[Position identification records]
>> START

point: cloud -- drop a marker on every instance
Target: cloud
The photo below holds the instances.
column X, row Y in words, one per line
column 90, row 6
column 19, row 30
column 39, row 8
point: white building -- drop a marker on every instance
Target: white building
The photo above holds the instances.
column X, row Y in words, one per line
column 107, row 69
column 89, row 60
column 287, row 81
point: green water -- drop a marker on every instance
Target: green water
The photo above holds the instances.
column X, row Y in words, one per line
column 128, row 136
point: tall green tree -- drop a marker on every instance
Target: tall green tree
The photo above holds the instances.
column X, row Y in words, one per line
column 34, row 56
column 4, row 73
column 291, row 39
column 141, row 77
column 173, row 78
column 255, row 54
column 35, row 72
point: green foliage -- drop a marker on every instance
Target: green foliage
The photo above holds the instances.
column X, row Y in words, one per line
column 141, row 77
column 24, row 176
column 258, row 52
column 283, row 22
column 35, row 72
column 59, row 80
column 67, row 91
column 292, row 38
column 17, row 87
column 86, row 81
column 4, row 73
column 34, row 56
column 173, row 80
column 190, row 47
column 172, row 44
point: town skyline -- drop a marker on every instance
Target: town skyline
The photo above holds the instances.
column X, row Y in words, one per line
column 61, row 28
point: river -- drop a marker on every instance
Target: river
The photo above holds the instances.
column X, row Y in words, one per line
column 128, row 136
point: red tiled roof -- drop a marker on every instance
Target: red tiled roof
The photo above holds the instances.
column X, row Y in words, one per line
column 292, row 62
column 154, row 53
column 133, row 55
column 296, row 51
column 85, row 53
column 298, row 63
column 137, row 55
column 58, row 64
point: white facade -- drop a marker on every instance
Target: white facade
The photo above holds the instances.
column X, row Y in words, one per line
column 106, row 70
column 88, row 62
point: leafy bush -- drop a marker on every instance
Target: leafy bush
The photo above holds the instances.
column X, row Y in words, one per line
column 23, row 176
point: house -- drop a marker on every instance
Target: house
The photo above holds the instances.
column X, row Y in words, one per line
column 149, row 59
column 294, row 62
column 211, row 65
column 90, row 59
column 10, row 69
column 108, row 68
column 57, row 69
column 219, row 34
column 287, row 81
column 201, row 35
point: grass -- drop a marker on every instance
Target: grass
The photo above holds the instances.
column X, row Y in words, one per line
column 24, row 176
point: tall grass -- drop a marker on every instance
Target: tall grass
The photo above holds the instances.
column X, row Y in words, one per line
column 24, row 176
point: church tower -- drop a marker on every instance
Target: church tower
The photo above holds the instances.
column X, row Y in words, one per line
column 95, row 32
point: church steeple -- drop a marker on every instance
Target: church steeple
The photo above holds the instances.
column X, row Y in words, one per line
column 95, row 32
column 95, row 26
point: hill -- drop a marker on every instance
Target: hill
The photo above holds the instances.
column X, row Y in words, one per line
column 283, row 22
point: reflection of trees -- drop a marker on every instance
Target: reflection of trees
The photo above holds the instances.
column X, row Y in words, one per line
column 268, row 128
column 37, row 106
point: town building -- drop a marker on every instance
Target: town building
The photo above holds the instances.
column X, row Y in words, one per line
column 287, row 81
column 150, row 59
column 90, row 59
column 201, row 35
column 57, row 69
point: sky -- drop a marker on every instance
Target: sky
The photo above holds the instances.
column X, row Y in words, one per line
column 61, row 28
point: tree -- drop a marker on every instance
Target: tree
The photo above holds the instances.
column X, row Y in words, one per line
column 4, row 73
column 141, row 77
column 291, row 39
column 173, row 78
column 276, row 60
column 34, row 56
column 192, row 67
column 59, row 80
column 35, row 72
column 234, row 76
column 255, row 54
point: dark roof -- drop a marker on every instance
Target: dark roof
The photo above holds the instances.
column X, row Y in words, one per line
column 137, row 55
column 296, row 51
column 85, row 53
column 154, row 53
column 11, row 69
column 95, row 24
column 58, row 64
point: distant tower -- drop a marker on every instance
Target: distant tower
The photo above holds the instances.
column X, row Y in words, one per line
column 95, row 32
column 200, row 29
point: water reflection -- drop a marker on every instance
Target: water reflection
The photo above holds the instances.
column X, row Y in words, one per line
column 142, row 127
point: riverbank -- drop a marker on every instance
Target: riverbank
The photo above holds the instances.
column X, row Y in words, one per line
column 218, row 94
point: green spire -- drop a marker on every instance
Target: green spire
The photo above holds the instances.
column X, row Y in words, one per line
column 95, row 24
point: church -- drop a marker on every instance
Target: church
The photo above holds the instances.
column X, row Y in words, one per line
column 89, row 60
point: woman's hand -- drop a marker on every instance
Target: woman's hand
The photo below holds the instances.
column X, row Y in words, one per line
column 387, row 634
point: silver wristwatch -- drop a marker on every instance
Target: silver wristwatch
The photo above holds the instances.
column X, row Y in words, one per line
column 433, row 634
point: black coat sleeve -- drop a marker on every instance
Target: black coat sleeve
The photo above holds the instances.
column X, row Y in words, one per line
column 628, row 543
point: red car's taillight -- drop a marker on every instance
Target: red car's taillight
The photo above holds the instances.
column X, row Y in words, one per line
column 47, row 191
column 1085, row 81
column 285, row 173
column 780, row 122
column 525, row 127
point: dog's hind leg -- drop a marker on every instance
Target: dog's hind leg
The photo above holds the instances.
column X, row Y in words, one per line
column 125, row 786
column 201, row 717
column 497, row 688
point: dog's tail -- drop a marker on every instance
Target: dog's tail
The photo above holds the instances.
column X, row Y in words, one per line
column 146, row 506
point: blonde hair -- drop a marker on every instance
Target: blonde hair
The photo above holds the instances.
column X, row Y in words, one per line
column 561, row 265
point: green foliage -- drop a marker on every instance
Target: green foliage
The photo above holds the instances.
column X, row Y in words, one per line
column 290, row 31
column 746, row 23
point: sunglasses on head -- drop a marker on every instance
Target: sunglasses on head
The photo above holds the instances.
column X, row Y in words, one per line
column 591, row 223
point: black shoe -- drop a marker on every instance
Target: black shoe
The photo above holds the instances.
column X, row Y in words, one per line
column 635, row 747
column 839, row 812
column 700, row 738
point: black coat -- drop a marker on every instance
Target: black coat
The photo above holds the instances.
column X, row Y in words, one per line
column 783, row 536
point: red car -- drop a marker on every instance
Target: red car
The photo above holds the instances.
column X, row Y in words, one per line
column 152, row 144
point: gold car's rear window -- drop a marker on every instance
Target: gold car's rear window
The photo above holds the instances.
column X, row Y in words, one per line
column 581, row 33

>> END

- _What needs to be done_
Print exactly the lines above, starting at the line that contains "point: sunglasses on" and ending with the last line of the records, both included.

- _Completed exercise_
point: sunglasses on head -- drop a marker on every instance
Target: sunglasses on head
The photo above holds the instances.
column X, row Y in words, one per line
column 591, row 223
point: black shoe -- drop a marker on every instance
Target: black shoe
The photo above holds the instances.
column X, row Y in words, one per line
column 635, row 747
column 839, row 812
column 700, row 738
point: black coat -- drop a marker on every instance
Target: black coat
The photo above holds the instances.
column X, row Y in words, one per line
column 783, row 536
point: red car -- drop a marker on every instance
Target: red car
The photo above holds the instances.
column X, row Y in words, one per line
column 152, row 144
point: gold car's rear window -- drop a marker on every instance
Target: gold car's rear window
The photo above holds the instances.
column X, row Y in words, one per line
column 581, row 33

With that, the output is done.